— START Listed entries —

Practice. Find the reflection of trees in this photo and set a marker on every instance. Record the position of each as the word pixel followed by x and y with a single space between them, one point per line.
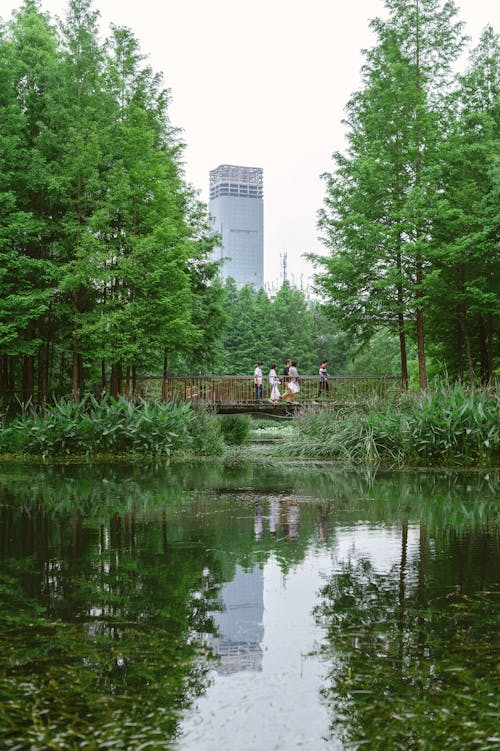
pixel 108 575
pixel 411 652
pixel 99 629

— END Listed entries —
— START Listed entries —

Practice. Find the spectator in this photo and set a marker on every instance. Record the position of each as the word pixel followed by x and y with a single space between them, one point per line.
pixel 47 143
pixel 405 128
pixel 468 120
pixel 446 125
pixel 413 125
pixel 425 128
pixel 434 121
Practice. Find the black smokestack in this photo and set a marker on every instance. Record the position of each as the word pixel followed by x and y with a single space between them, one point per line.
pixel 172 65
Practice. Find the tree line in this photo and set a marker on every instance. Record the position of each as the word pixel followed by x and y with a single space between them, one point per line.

— END Listed entries —

Given problem:
Pull out the entries from the line containing "Practice. Find the reflection" through the line containing "pixel 99 629", with both of those lines included, and reproduce them word for word. Leave the picture out of your answer.

Complete response:
Practice. Find the reflection of trees in this photo and set a marker on every instance. Record the position of each as the word pixel followed by x and y with a single space between them, one point per line.
pixel 108 575
pixel 411 652
pixel 99 629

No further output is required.